Task instructions:
From the data below, copy each line that includes the word "door".
----- Data for this task
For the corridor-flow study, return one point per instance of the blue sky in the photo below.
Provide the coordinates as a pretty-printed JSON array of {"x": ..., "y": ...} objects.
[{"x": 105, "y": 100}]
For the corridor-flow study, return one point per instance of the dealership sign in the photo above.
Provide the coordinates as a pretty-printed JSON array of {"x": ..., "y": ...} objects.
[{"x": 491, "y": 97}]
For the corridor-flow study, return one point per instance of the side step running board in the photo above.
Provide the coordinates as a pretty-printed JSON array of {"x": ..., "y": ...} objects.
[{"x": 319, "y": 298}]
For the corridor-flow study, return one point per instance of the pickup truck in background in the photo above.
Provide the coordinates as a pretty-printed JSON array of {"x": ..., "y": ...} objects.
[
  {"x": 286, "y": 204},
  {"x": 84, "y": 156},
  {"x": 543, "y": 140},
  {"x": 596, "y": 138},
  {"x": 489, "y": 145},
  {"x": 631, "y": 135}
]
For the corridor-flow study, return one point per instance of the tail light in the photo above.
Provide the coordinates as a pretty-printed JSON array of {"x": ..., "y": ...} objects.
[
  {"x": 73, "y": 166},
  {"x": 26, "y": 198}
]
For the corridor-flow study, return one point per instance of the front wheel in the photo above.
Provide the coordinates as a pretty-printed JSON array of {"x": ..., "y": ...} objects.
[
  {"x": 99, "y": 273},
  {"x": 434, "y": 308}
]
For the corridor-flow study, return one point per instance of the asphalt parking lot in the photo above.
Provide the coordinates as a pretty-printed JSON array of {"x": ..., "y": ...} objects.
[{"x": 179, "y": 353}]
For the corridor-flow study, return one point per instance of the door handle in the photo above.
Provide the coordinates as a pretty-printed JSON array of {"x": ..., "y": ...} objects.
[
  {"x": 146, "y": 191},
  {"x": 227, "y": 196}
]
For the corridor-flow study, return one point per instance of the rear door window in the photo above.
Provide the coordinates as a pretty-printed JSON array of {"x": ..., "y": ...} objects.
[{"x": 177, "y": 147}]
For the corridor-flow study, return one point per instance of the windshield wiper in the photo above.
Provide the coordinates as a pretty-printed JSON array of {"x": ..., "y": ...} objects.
----------
Exercise solution:
For the corridor-flow study, return one point per instance of the door handle in the photo above.
For the corridor-flow study, return one point per instance of the rear door window in the photo above.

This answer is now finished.